• TASK TO CARRY OUT: Show, from the records below, all lines that contain the word "holding".

• AVAILABLE DATA:
****************
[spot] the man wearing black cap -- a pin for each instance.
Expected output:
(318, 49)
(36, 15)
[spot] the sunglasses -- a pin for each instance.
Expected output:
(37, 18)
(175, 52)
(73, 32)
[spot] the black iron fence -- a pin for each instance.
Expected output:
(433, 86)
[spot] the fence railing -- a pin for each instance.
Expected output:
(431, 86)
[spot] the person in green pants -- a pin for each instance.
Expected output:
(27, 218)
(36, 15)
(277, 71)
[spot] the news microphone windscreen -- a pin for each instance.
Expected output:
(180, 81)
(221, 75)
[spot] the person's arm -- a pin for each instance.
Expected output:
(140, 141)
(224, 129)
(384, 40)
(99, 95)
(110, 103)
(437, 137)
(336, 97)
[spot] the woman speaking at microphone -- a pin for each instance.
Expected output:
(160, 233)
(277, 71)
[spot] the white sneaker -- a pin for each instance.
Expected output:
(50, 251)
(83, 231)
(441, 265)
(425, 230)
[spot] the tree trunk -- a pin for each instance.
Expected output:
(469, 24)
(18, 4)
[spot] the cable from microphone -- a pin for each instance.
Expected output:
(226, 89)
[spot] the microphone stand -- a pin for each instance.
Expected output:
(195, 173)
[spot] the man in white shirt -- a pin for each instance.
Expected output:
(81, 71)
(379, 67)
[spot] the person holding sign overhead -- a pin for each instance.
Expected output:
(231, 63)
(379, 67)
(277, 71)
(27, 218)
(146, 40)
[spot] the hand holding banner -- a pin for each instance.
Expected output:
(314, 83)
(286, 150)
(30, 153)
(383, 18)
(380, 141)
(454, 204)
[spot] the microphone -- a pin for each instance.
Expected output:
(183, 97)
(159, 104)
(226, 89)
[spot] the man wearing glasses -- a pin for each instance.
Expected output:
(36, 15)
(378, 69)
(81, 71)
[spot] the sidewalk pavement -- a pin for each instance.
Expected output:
****************
• RESPONSE:
[spot] the person holding sign overhead -- a pin for each instance.
[spot] the hand holding banner -- a pin for each instance.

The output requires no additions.